*About this exercise*. Copy exactly the lines of the material below that fall between the line with "find electrical outlet" and the line with "find fog | one", both of those lines included; pictures stay out.

*Data provided*.
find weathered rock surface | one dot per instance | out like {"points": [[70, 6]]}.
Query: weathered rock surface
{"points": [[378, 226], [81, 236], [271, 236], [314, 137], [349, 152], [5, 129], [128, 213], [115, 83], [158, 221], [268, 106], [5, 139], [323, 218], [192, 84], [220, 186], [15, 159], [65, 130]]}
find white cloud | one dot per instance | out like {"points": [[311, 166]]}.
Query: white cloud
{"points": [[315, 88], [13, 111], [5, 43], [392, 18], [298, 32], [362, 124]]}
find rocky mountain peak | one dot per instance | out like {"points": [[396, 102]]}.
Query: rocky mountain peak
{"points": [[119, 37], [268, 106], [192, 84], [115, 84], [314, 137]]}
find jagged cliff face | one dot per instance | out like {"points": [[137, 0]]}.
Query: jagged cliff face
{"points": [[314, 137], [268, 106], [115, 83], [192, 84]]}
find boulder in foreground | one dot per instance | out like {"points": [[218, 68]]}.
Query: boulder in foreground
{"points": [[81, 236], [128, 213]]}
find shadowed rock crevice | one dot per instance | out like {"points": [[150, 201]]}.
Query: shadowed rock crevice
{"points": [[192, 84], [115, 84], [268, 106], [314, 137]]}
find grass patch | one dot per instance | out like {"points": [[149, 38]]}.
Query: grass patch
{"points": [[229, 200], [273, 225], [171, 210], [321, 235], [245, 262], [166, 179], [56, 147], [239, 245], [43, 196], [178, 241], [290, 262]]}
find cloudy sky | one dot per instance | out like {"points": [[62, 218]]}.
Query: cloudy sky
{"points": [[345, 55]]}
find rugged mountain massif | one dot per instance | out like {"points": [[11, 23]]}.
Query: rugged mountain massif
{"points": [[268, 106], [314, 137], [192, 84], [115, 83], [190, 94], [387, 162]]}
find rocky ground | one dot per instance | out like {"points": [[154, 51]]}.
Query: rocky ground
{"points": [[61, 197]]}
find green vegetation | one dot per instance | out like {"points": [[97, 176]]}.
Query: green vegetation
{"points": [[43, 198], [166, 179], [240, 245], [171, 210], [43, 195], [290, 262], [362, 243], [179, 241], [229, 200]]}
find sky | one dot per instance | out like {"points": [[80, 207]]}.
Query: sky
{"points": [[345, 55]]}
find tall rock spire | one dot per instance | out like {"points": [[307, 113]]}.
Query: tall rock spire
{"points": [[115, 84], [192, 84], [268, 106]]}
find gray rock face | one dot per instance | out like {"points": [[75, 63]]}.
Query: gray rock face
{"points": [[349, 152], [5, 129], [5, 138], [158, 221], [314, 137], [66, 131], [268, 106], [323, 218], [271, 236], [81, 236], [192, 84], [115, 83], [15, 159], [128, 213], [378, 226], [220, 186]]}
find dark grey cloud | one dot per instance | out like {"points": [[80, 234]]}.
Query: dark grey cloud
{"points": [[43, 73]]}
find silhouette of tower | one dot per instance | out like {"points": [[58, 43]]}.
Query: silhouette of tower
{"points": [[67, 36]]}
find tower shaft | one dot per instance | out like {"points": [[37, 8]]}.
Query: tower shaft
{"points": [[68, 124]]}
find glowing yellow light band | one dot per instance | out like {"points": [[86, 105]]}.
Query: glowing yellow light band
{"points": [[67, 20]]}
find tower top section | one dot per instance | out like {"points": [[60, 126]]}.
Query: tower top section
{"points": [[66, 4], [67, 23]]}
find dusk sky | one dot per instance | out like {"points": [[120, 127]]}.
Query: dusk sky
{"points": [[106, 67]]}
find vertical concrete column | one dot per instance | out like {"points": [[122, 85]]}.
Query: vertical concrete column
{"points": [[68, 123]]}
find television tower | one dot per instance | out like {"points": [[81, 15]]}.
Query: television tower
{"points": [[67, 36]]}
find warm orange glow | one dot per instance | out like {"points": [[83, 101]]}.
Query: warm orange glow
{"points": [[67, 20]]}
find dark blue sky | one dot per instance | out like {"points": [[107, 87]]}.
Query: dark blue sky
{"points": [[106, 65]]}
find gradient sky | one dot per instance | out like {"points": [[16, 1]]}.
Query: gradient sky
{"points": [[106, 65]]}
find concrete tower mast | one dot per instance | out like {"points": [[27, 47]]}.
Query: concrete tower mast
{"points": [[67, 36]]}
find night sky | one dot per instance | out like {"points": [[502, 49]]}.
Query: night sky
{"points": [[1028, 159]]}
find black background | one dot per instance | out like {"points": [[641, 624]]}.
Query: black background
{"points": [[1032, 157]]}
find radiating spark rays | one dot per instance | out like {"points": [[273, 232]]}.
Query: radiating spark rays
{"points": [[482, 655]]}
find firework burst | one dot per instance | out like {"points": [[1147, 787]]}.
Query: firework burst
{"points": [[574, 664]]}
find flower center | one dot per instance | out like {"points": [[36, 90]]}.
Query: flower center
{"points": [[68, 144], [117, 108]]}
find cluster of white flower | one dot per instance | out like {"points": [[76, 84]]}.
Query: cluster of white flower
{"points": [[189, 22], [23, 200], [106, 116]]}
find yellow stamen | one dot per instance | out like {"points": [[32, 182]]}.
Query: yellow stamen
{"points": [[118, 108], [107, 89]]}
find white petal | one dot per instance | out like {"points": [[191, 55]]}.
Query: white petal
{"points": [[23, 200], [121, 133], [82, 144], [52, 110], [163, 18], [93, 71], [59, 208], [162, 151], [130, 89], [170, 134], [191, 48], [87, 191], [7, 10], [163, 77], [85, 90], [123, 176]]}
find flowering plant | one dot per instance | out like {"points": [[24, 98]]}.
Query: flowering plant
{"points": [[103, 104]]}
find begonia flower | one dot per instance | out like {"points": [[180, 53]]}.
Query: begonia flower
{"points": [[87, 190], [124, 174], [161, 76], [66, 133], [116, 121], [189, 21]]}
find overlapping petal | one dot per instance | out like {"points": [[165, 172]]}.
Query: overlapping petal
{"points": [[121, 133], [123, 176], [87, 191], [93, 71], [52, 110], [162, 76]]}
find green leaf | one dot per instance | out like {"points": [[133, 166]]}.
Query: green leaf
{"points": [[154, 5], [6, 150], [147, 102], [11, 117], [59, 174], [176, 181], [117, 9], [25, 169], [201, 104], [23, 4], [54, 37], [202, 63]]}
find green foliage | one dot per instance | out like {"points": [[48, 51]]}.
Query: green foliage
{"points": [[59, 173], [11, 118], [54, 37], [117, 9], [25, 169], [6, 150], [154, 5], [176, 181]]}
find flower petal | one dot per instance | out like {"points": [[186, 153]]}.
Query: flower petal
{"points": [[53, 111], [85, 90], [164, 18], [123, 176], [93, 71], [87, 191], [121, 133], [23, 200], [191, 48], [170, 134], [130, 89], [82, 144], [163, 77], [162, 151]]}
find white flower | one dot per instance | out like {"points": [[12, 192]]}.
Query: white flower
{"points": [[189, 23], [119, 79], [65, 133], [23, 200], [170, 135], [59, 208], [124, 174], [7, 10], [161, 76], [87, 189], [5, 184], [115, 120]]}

...

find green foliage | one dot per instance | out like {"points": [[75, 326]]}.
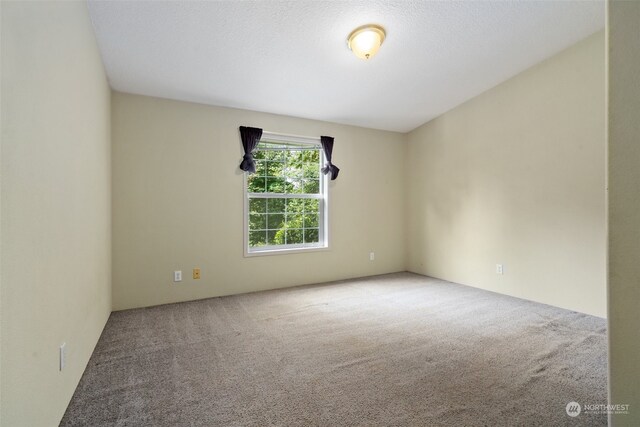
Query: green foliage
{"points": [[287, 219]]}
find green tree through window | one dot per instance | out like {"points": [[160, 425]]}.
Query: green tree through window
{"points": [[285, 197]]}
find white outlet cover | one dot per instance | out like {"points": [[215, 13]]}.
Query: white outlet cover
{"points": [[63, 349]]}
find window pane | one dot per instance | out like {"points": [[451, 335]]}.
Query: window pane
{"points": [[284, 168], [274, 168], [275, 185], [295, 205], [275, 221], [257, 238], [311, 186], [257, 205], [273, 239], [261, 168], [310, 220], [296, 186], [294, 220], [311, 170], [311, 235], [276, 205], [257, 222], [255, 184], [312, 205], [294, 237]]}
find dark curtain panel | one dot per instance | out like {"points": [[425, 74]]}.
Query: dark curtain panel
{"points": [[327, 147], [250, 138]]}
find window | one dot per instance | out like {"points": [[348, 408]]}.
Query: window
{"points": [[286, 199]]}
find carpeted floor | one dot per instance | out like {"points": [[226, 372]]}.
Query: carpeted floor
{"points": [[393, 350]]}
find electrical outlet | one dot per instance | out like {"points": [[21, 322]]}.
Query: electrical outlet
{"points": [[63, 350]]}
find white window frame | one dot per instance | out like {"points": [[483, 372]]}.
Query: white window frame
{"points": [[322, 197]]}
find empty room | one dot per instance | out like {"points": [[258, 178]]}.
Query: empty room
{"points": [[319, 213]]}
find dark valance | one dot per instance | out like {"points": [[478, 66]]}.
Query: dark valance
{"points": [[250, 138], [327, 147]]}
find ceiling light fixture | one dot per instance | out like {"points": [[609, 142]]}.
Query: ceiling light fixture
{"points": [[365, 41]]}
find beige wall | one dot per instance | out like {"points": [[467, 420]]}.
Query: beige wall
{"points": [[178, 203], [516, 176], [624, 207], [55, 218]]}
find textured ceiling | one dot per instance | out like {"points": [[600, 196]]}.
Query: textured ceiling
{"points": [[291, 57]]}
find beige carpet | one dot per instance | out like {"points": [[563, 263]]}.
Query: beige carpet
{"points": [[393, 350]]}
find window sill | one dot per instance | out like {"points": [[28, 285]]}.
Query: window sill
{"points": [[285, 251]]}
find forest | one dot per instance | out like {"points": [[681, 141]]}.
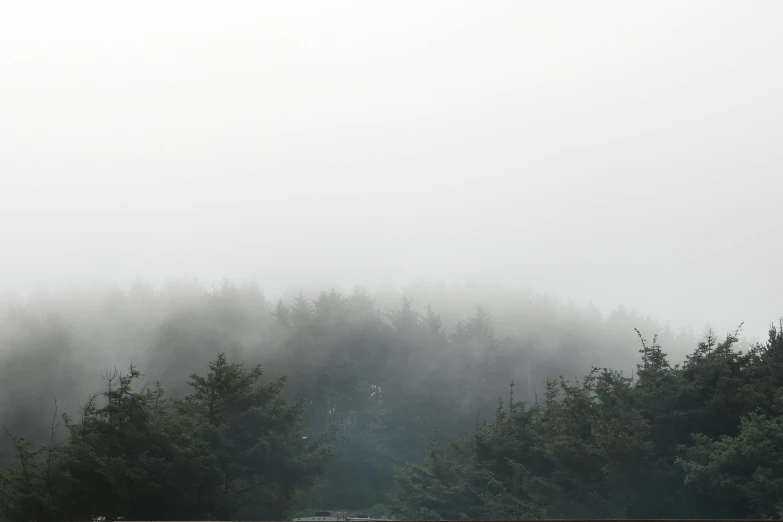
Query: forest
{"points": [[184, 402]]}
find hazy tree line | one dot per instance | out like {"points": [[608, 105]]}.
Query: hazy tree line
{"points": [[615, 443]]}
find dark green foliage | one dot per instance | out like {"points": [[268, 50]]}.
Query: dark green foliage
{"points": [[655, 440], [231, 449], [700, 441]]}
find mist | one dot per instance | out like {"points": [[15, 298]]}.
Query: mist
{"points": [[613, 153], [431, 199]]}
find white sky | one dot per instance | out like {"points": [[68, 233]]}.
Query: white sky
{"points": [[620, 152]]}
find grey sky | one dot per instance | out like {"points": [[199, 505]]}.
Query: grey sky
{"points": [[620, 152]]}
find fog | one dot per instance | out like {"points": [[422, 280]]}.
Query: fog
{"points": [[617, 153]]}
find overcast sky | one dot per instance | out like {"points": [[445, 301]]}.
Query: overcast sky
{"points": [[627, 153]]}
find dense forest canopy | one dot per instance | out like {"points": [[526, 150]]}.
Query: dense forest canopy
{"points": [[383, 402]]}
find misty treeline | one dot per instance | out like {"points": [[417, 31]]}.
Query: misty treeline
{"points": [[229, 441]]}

*Task answer*.
find electrical outlet | one dot per instance | out like {"points": [[21, 322]]}.
Query: electrical outlet
{"points": [[63, 350]]}
find white window frame | one dot per instance | out like {"points": [[483, 372]]}.
Query: white window frame
{"points": [[322, 197]]}
find empty room | one dot per instance | out like {"points": [[258, 178]]}.
Query: empty room
{"points": [[319, 213]]}
find dark valance | one dot per instance | out like {"points": [[478, 66]]}.
Query: dark valance
{"points": [[250, 138], [327, 147]]}
find ceiling light fixture | one dot per instance | out like {"points": [[609, 142]]}.
Query: ceiling light fixture
{"points": [[365, 41]]}
find beige wall | one dot per instance | out like {"points": [[467, 420]]}.
Query: beige wall
{"points": [[178, 203], [516, 176], [624, 207], [55, 218]]}
find textured ceiling | one dot per instance | out like {"points": [[600, 196]]}.
Query: textured ceiling
{"points": [[291, 57]]}
find beige carpet | one dot per instance | out like {"points": [[563, 263]]}.
Query: beige carpet
{"points": [[393, 350]]}
find window sill | one dot per instance | out like {"points": [[28, 285]]}.
Query: window sill
{"points": [[285, 251]]}
find forest | one dot per instance | out like {"points": [[681, 141]]}.
Query: forest
{"points": [[184, 402]]}
find hazy tree line | one dot per instance | out like {"points": [[608, 105]]}.
Query: hazy tree line
{"points": [[615, 443]]}
find dark green foliage | one dot per instance | out like {"points": [[268, 50]]}.
Query: dark green foliage
{"points": [[655, 440], [231, 449], [700, 441]]}
find mist | one dot per instance | out like {"points": [[15, 298]]}.
Query: mist
{"points": [[613, 153], [431, 199]]}
find white sky | one dot per instance | out like {"points": [[68, 233]]}.
Query: white sky
{"points": [[620, 152]]}
find grey sky | one dot per instance | out like {"points": [[199, 505]]}.
Query: grey sky
{"points": [[620, 152]]}
find fog | one dot per instance | out like {"points": [[422, 280]]}.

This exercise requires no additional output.